Add SimplifyAST option to match 'gofmt -s'

imports.go

@@ -36,7 +36,8 @@ type Options struct {
 	TabIndent bool // Use tabs for indent (true if nil *Options provided)
 	TabWidth  int  // Tab width (8 if nil *Options provided)
 
-	FormatOnly bool // Disable the insertion and deletion of imports
+	FormatOnly  bool // Disable the insertion and deletion of imports
+	SimplifyAST bool // simplify code
 }
 
 // Process formats and adjusts imports for the provided file.
@@ -93,6 +94,9 @@ func process(filename string, src []byte, opt *Options, env *fixEnv) ([]byte, er
 		}
 
 	}
+	if opt.SimplifyAST {
+		simplify(file)
+	}
 
 	printerMode := printer.UseSpaces
 	if opt.TabIndent {

simplify.go

@@ -0,0 +1,270 @@
+// Copyright 2010 The Go Authors. All rights reserved.
+// Use of this source code is governed by a BSD-style
+// license that can be found in the LICENSE file.
+
+package imports
+
+import (
+	"go/ast"
+	"go/token"
+	"reflect"

_Dataset rows_:
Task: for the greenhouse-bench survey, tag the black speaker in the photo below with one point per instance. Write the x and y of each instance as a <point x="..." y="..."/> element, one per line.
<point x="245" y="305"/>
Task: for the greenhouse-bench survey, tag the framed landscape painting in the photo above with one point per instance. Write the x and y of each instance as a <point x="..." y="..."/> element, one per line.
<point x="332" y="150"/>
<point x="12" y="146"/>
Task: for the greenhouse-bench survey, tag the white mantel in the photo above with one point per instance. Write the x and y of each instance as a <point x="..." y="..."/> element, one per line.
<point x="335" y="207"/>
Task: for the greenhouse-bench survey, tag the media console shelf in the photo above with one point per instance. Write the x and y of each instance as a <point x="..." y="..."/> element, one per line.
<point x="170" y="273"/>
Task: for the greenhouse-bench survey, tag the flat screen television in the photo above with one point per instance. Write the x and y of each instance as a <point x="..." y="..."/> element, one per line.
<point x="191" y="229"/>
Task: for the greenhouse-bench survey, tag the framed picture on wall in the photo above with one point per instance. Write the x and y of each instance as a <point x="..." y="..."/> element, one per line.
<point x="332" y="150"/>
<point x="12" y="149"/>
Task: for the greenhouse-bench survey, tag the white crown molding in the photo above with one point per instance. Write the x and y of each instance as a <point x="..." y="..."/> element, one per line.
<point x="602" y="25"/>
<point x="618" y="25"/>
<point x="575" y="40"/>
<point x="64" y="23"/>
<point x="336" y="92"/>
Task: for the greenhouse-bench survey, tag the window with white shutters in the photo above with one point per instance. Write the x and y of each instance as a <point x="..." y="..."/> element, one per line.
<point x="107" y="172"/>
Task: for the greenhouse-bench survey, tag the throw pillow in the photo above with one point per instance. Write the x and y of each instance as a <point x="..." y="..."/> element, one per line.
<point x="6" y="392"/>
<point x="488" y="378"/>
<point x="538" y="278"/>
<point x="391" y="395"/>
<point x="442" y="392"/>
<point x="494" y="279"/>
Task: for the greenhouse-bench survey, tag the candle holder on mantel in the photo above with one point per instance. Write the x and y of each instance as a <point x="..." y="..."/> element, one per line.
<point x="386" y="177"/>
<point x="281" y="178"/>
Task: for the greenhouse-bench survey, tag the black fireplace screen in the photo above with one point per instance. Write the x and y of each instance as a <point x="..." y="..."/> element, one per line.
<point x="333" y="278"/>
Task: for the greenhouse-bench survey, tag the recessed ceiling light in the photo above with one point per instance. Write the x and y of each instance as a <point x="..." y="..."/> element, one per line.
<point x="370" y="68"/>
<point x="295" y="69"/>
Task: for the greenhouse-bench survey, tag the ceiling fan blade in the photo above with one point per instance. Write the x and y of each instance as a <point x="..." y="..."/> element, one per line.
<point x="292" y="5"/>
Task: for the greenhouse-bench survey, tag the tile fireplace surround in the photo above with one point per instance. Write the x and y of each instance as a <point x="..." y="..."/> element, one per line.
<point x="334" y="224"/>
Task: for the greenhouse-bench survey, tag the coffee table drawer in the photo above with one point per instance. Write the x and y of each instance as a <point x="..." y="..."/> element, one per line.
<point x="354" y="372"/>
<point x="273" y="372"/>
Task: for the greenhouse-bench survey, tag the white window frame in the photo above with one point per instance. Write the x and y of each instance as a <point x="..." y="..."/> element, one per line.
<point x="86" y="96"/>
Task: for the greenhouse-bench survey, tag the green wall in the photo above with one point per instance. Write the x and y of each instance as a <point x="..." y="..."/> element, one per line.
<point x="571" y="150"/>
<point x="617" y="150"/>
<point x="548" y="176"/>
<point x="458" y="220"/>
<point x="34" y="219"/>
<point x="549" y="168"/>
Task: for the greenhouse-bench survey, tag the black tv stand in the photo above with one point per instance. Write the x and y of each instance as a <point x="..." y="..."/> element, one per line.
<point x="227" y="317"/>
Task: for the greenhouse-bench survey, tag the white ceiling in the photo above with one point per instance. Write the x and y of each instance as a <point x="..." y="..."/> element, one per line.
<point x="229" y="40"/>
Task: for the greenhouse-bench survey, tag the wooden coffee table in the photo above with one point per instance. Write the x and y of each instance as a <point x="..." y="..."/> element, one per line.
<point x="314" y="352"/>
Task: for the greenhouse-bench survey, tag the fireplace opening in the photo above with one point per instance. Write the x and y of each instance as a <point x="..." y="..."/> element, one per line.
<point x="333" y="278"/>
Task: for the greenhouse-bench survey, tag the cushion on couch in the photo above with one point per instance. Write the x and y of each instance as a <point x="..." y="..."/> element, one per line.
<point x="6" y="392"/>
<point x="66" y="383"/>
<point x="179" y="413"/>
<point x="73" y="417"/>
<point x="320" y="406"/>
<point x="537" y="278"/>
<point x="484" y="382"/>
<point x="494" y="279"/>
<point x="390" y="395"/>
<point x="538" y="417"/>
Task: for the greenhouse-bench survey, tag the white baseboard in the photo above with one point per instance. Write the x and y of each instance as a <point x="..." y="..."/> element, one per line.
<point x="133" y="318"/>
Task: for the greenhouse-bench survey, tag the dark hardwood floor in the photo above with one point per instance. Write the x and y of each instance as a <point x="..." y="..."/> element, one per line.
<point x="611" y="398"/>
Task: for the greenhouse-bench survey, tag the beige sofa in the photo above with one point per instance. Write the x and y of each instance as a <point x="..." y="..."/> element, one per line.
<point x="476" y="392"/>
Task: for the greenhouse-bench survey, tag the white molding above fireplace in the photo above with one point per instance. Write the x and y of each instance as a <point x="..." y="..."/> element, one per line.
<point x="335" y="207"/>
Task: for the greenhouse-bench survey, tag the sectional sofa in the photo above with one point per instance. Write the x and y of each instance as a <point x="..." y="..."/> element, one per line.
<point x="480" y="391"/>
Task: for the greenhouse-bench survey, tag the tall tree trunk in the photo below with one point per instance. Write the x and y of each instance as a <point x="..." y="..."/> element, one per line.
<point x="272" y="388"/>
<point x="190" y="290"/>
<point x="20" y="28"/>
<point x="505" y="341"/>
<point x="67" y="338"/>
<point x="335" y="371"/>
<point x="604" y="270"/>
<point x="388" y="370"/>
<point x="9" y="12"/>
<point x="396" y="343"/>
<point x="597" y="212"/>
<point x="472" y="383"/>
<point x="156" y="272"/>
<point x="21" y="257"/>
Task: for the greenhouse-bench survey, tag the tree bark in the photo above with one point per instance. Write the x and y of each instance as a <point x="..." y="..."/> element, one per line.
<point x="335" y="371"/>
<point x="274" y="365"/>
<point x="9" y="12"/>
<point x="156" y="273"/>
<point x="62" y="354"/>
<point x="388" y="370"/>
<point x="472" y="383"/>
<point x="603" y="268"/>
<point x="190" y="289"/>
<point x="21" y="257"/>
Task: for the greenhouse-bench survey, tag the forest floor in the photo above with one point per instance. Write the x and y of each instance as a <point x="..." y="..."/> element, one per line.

_Short exercise_: Please name the function that the SimplifyAST diff calls on the file when opt.SimplifyAST is true.

_Written answer_: simplify(file)